→ **EXTRACTED TEXT**:
[TOPIC 9/12] Code churn and cleanups

Taylor Blau <me@xxxxxxxxxxxx> · Mon, 2 Oct 2023 11:21:41 -0400



(Presenter: Calvin Wan, Notetaker: Taylor Blau)

* Question: When is refactoring worth the churn? The refactoring may or may not
  contribute to a different goal (e.g. libification). Other factors:
   * Should those refactor series be included with the feature?
   * Should they be split up?
   * Do they make sense as isolated units?
* Some examples: Elijah's cache.h cleanup series, which was obviously good.
  Others of dubious value.
* (Elijah) May have done the cache.h series a year or two earlier, but wasn't
  sure that it was obviously good.
* (Jonathan Tan) First have to define the churn. Two kinds:
   * Having reviewers look at it in the first place, since there are no
     objective user-facing improvements.
   * Causes additional toil in revision history.
* (Jonathan Tan) Let's start with reviewer churn. What constitutes "good" or
  "clean" code is subjective, so authors and reviewers may spend a large amount
  of time debating whether or not the refactoring meets that criteria. Can be
  avoided when the feature is on top in the same series.
   * (Junio) Speaking cynically: the new feature may be taking a subjective
     change or rejection of it hostage.

→ **DATASET**:
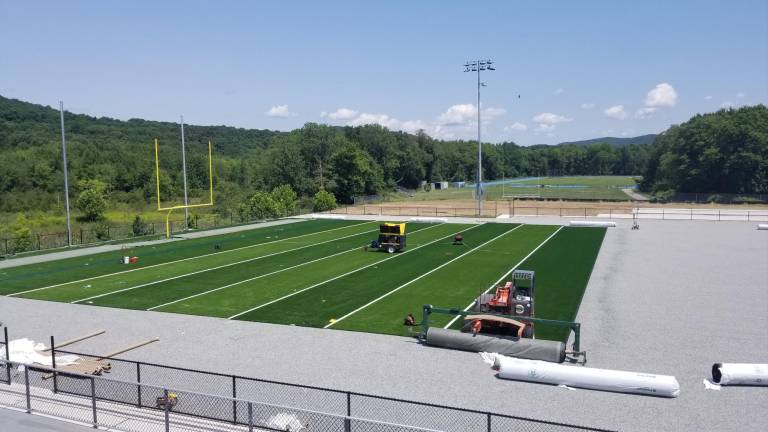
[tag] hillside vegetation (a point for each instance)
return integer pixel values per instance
(346, 161)
(722, 152)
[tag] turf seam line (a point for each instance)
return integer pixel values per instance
(341, 275)
(177, 261)
(467, 253)
(215, 268)
(507, 274)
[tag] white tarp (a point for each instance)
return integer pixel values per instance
(583, 377)
(26, 351)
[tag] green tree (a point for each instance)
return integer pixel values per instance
(355, 174)
(92, 199)
(286, 200)
(324, 201)
(262, 206)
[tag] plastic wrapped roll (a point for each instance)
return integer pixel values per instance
(588, 378)
(740, 374)
(537, 349)
(593, 224)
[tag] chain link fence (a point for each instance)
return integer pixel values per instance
(235, 402)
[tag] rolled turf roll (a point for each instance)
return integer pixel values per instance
(536, 349)
(588, 378)
(740, 374)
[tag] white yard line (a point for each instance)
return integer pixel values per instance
(342, 275)
(506, 274)
(215, 268)
(423, 275)
(178, 261)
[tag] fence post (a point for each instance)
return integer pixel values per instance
(26, 384)
(167, 411)
(93, 402)
(138, 380)
(250, 417)
(347, 420)
(234, 402)
(53, 363)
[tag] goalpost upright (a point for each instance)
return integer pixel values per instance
(187, 206)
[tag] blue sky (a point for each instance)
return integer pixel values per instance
(582, 69)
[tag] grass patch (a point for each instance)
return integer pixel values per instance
(31, 276)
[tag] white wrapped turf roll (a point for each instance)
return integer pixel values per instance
(589, 378)
(593, 223)
(740, 374)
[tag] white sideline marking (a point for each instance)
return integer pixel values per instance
(506, 274)
(177, 261)
(260, 276)
(425, 274)
(342, 275)
(215, 268)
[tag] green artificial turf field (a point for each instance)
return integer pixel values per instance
(318, 274)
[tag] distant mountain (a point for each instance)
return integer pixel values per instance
(618, 142)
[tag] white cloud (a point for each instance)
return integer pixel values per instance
(457, 115)
(491, 113)
(340, 114)
(550, 118)
(663, 95)
(616, 111)
(280, 111)
(645, 112)
(516, 126)
(463, 114)
(412, 126)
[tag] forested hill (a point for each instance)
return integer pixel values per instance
(346, 161)
(642, 139)
(722, 152)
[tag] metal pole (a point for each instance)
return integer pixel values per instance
(26, 384)
(479, 150)
(53, 363)
(66, 174)
(93, 402)
(184, 171)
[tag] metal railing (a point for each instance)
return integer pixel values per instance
(225, 398)
(494, 209)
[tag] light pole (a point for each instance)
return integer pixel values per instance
(66, 175)
(477, 66)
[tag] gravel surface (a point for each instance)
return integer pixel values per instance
(671, 298)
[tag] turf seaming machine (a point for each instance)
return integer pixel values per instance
(391, 238)
(503, 323)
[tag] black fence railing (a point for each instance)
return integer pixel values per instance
(151, 378)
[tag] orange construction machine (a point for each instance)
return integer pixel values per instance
(495, 313)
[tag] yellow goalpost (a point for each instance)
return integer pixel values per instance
(172, 208)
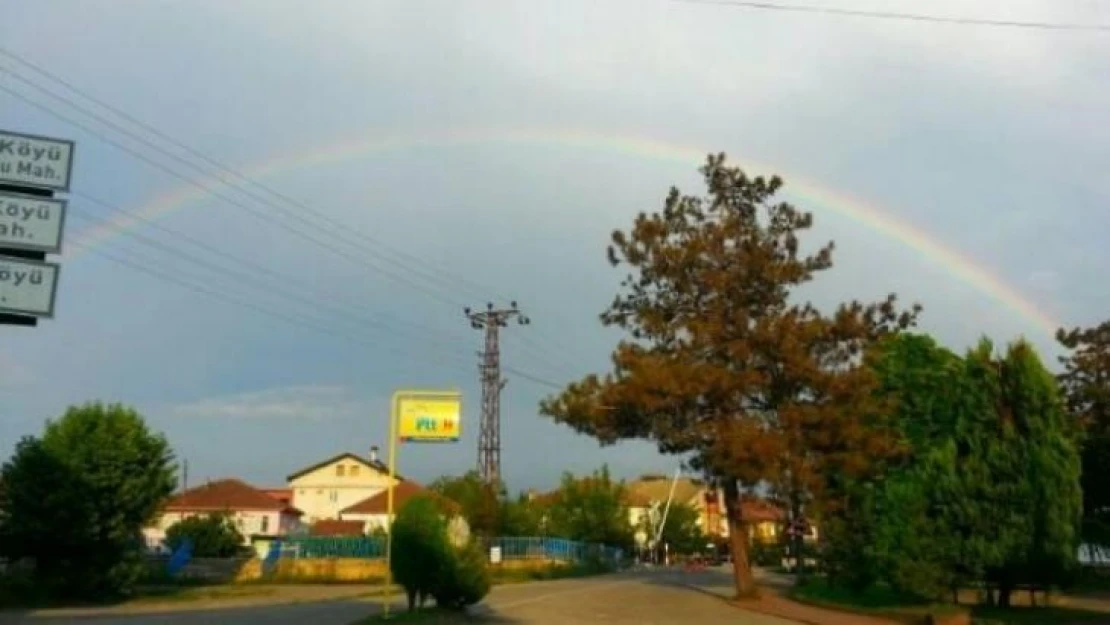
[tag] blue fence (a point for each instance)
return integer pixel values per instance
(332, 546)
(554, 548)
(511, 548)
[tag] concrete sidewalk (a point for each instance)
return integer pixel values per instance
(773, 601)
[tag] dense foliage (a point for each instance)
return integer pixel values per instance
(989, 492)
(425, 563)
(1086, 383)
(212, 535)
(76, 499)
(719, 363)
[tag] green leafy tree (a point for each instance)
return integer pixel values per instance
(1086, 384)
(465, 580)
(722, 364)
(77, 497)
(591, 510)
(421, 548)
(989, 490)
(213, 535)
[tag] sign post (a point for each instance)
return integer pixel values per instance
(416, 416)
(32, 168)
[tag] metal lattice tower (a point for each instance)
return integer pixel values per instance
(492, 321)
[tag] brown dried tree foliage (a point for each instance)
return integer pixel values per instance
(1086, 384)
(720, 363)
(1086, 377)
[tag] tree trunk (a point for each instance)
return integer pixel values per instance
(798, 538)
(738, 542)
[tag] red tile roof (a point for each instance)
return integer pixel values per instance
(760, 511)
(226, 495)
(404, 491)
(336, 527)
(284, 495)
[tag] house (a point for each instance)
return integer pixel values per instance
(325, 489)
(336, 527)
(766, 520)
(372, 512)
(253, 512)
(652, 491)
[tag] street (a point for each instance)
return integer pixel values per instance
(639, 598)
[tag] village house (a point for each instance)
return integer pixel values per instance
(323, 490)
(254, 513)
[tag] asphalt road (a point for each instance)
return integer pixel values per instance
(634, 598)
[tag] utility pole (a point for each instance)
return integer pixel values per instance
(492, 320)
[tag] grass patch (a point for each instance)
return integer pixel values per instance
(877, 601)
(159, 594)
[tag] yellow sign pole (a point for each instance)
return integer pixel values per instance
(389, 506)
(429, 416)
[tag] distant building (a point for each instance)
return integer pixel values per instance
(372, 512)
(325, 489)
(253, 512)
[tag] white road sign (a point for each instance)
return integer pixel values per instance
(28, 286)
(28, 160)
(31, 223)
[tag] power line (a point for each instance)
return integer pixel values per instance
(260, 214)
(900, 16)
(443, 278)
(288, 318)
(282, 290)
(342, 232)
(283, 282)
(301, 285)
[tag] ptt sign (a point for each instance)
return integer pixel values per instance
(429, 419)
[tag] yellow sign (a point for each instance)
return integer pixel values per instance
(429, 417)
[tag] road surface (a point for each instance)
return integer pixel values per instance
(632, 598)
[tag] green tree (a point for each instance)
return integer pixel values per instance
(481, 502)
(591, 510)
(76, 499)
(989, 490)
(464, 580)
(722, 363)
(213, 535)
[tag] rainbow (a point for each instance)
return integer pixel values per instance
(868, 215)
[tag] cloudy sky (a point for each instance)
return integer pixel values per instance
(410, 158)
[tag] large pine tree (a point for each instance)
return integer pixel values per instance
(720, 362)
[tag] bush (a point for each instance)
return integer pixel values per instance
(421, 551)
(212, 536)
(464, 580)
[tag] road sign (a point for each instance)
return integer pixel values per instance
(31, 223)
(429, 416)
(28, 160)
(28, 286)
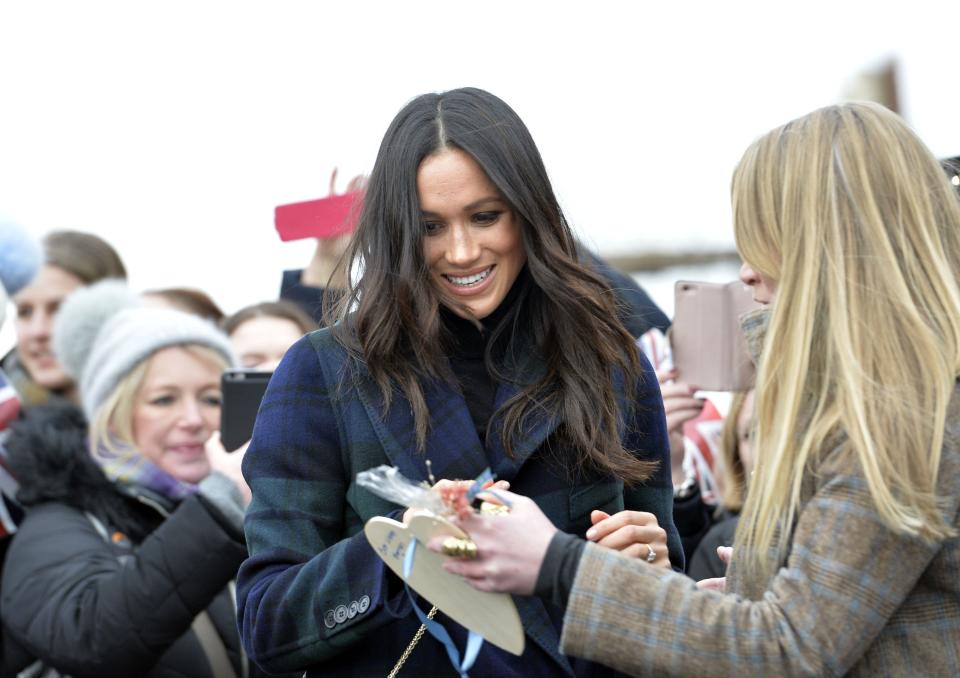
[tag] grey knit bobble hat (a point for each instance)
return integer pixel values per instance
(102, 332)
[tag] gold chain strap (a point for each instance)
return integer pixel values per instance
(413, 644)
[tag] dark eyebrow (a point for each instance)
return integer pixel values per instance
(472, 206)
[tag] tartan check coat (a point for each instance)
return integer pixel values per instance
(314, 596)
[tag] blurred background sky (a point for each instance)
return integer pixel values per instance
(173, 129)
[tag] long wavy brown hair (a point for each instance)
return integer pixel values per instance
(389, 317)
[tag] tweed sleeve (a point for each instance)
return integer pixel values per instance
(646, 437)
(847, 575)
(306, 590)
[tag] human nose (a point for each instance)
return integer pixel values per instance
(39, 326)
(462, 248)
(748, 276)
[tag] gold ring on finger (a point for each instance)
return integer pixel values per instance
(459, 548)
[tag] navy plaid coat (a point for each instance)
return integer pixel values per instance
(314, 596)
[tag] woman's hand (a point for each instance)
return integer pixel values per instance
(680, 407)
(510, 547)
(718, 583)
(633, 533)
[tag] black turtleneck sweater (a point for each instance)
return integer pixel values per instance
(467, 345)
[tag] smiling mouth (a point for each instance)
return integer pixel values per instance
(469, 280)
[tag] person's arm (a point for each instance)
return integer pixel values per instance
(305, 592)
(847, 575)
(70, 601)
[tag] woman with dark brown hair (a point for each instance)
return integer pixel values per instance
(473, 337)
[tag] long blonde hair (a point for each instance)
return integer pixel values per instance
(854, 220)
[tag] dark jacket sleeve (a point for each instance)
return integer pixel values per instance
(646, 436)
(306, 591)
(69, 600)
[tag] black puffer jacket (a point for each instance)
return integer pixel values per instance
(118, 601)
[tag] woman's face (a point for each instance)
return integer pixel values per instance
(177, 409)
(472, 247)
(764, 289)
(37, 305)
(261, 342)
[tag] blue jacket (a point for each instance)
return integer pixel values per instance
(314, 596)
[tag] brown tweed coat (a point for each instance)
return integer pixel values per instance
(852, 597)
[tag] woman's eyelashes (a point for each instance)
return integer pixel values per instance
(487, 218)
(212, 399)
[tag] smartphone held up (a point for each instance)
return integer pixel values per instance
(709, 349)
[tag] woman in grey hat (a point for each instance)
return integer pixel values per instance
(123, 565)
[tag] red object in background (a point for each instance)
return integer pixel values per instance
(702, 437)
(323, 218)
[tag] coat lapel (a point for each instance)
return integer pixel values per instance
(452, 445)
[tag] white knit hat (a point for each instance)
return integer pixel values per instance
(102, 332)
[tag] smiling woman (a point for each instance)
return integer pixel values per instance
(473, 338)
(123, 563)
(71, 260)
(472, 246)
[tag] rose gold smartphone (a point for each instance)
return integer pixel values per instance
(709, 350)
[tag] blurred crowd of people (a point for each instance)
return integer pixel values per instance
(134, 544)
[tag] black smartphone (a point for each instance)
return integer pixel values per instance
(242, 391)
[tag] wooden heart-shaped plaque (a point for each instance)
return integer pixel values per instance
(492, 615)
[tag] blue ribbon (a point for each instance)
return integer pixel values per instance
(474, 640)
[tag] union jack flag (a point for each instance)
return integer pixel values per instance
(9, 408)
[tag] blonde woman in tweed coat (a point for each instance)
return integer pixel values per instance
(846, 559)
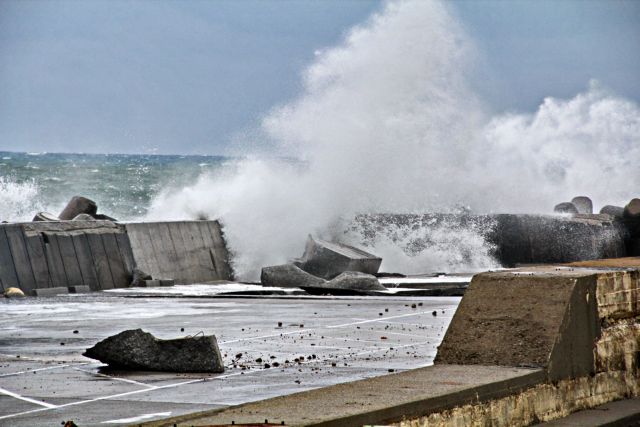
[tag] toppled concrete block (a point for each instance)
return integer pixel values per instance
(138, 350)
(13, 293)
(288, 276)
(614, 211)
(328, 259)
(583, 204)
(356, 281)
(81, 289)
(51, 292)
(565, 207)
(78, 205)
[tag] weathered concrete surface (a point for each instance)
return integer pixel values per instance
(545, 401)
(135, 349)
(288, 276)
(540, 320)
(347, 332)
(186, 251)
(43, 255)
(376, 400)
(613, 414)
(328, 259)
(615, 362)
(355, 280)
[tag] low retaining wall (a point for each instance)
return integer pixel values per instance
(103, 254)
(524, 346)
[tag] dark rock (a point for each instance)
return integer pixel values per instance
(356, 281)
(328, 259)
(45, 216)
(138, 350)
(13, 293)
(632, 210)
(565, 207)
(83, 217)
(583, 204)
(78, 205)
(614, 211)
(288, 276)
(139, 278)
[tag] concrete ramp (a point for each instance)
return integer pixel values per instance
(186, 251)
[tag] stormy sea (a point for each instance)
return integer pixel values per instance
(381, 124)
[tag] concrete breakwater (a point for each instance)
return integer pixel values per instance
(100, 255)
(562, 338)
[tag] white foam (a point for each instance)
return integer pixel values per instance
(386, 122)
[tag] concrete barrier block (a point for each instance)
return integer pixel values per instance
(539, 317)
(51, 292)
(79, 289)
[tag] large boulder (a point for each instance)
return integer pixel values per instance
(632, 210)
(355, 280)
(328, 259)
(614, 211)
(138, 350)
(288, 276)
(13, 293)
(583, 204)
(45, 216)
(565, 207)
(76, 206)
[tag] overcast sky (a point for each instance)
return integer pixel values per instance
(186, 76)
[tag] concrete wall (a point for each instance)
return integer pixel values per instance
(102, 254)
(43, 255)
(186, 251)
(581, 374)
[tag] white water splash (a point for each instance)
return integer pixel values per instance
(18, 200)
(387, 123)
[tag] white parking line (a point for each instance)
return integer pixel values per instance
(26, 399)
(98, 374)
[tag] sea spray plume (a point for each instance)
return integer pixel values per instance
(385, 123)
(378, 115)
(589, 144)
(19, 201)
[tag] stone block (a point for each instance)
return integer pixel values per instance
(328, 259)
(51, 292)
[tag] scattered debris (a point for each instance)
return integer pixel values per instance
(136, 349)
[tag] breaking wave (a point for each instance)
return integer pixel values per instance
(19, 201)
(386, 122)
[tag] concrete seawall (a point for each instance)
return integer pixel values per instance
(101, 255)
(525, 346)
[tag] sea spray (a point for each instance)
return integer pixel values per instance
(387, 123)
(19, 201)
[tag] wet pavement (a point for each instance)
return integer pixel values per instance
(45, 380)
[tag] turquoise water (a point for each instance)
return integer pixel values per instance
(122, 185)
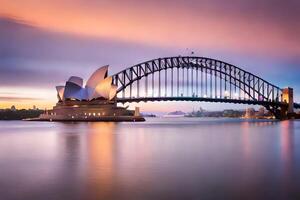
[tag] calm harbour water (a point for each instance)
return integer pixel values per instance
(161, 158)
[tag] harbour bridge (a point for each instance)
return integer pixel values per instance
(190, 78)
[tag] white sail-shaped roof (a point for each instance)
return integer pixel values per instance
(73, 91)
(77, 80)
(103, 88)
(94, 80)
(60, 92)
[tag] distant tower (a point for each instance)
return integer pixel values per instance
(288, 97)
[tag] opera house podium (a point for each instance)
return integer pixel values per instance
(94, 102)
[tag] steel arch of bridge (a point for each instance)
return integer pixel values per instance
(209, 80)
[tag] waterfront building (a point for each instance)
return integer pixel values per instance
(93, 102)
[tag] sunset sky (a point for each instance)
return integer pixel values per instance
(42, 43)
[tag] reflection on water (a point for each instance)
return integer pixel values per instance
(156, 159)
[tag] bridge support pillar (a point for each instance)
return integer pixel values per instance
(288, 97)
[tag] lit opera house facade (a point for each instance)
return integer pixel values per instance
(93, 102)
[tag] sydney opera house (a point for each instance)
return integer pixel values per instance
(93, 102)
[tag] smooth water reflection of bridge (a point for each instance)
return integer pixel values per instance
(185, 78)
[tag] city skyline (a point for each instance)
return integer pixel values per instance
(42, 48)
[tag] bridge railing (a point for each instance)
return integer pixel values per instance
(193, 77)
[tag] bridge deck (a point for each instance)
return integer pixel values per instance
(200, 99)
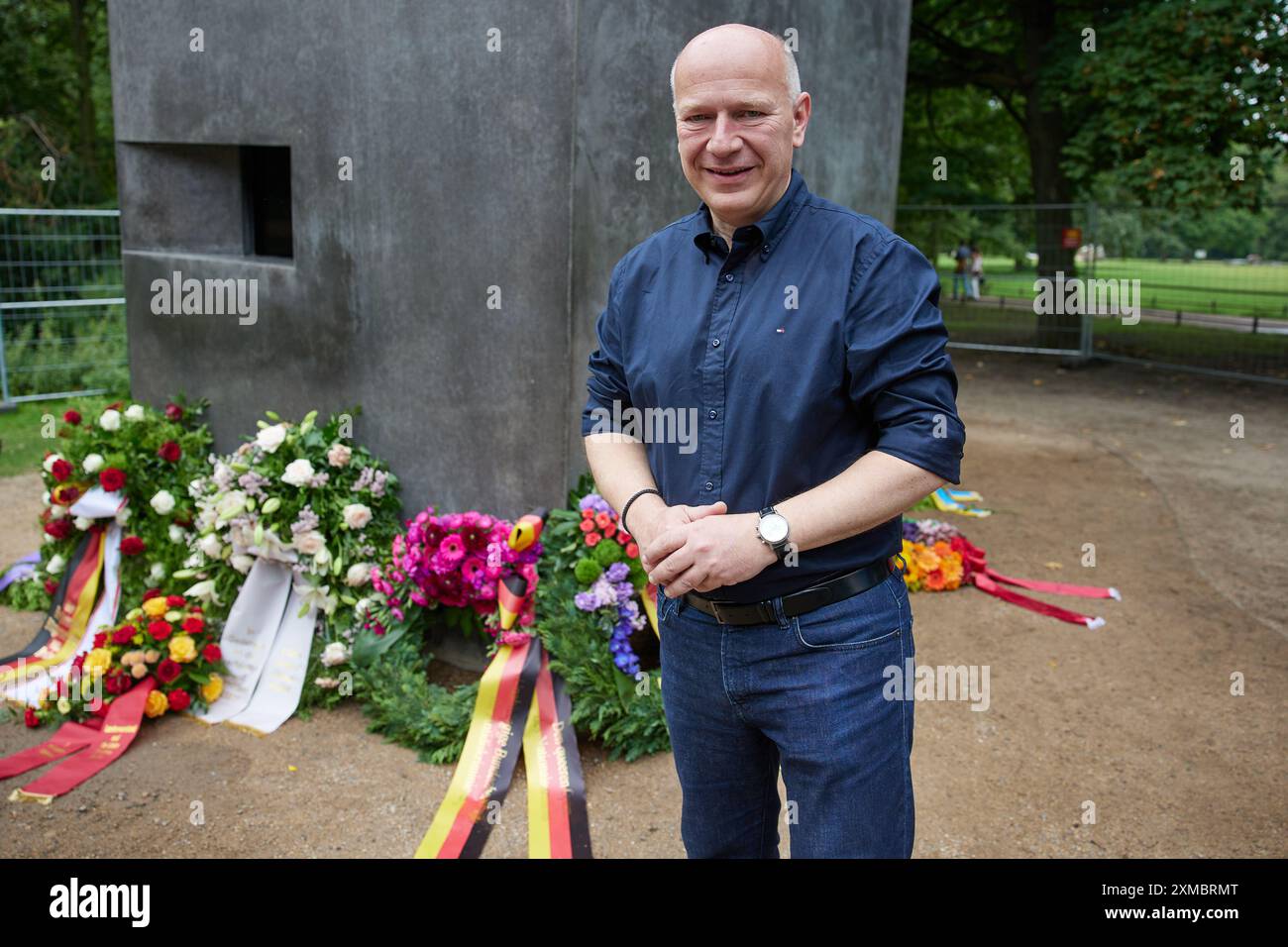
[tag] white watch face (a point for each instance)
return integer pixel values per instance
(773, 527)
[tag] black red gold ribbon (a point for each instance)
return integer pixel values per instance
(68, 615)
(520, 702)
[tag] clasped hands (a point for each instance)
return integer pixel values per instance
(699, 548)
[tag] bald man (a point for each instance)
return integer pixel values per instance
(805, 343)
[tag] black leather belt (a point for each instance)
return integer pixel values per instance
(798, 602)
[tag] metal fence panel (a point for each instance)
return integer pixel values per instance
(62, 308)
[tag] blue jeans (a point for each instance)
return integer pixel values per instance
(804, 693)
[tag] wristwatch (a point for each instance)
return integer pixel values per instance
(772, 528)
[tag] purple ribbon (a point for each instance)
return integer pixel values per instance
(20, 570)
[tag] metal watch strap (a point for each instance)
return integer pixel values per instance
(781, 547)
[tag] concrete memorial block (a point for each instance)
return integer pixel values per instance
(429, 198)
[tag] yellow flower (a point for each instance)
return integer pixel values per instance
(183, 650)
(158, 702)
(210, 692)
(97, 661)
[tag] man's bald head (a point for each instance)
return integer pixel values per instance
(738, 40)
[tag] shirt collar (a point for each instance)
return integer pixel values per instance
(769, 227)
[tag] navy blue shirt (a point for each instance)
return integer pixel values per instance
(759, 372)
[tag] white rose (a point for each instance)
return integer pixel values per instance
(271, 437)
(357, 515)
(231, 504)
(339, 455)
(310, 543)
(335, 654)
(297, 472)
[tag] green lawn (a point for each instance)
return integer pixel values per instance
(1157, 342)
(1207, 286)
(21, 444)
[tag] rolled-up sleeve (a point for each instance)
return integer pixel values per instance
(606, 379)
(901, 372)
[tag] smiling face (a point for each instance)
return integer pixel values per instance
(735, 125)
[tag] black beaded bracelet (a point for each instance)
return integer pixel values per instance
(635, 496)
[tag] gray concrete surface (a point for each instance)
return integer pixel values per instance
(472, 169)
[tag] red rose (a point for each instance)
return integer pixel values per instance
(112, 478)
(59, 528)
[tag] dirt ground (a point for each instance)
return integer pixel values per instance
(1136, 716)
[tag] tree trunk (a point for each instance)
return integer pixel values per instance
(1046, 138)
(88, 124)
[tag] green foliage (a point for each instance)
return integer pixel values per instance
(588, 571)
(55, 101)
(606, 553)
(407, 710)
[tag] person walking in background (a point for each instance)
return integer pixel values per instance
(960, 258)
(977, 272)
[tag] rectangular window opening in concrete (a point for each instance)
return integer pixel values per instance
(267, 200)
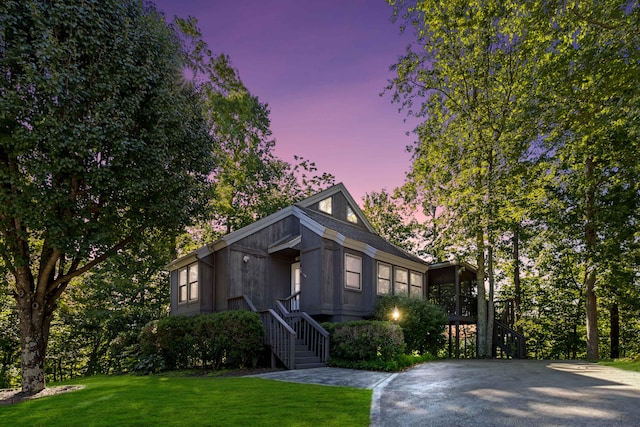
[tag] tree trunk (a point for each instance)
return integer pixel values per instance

→ **INSTRUCTION 1**: Name every person who appears in the notes on code churn and cleanups.
→ **INSTRUCTION 2**: In the code churn notes, when can the reviewer churn over subjective refactoring be avoided?
→ **INSTRUCTION 3**: Extend the notes on code churn and cleanups beyond their last line.

→ **FINAL RESULT 1**: Taylor Blau, Calvin Wan, Elijah, Jonathan Tan, Junio

→ **FINAL RESULT 2**: When the feature is on top in the same series.

→ **FINAL RESULT 3**:
   * (Calvin) In other words, refactorings are of lower value than features?
   * (Junio) After you implement some features, you may discover opportunities
     for clean-up after the fact.
   * (Jonathan Nieder) In the course of solving a given problem, may come up
     with a lot of different changes that all help. If you generate a long patch
     series, you are over-constraining the maintainer in determining how to slot
     those changes in. Also makes applying to a maintenance branch, rolling back
     particular pieces harder, etc harder.
      * If I make a one-line bug fix and notice "this code was hard to
        understand, here's a refactoring that makes it more obvious", it's often
        more helpful to the project for the one-line bug fix to come first in
        the series and the refactoring to be a followup or later part of the
        series.
   * (Taylor) One thing that helps is motivating a refactoring. Saying "here's
     what this refactoring makes easier".
   * (Martin) What is "refactoring for its own sake"? For example, is removing
     global state something that we want without additional justification?
   * (Emily) Can we split the difference? Can we send cleanup patches with less
     context? With more context? Should we be better about committing to a
     feature and presumptively merging clean-up patches along the way.
   * (Junio) I rarely hear from reviewers the signals that would allow me to do
     this. "I have reviewed this series, and patches 1-4 look ready, I'd be
     happy with those landing and being built on top of".
   * (Emily) Could change our habits to add "LGTMs" part of the way through the
     series.
   * (Jonathan Tan) We often need to add a feature to "sweeten the deal". The
     feature proves that the refactoring is good. Doesn't add to the overall
     value, but makes it cost less to review the refactoring. Perhaps that the
     presence of the feature is proof enough, even if it isn't merged right
     away.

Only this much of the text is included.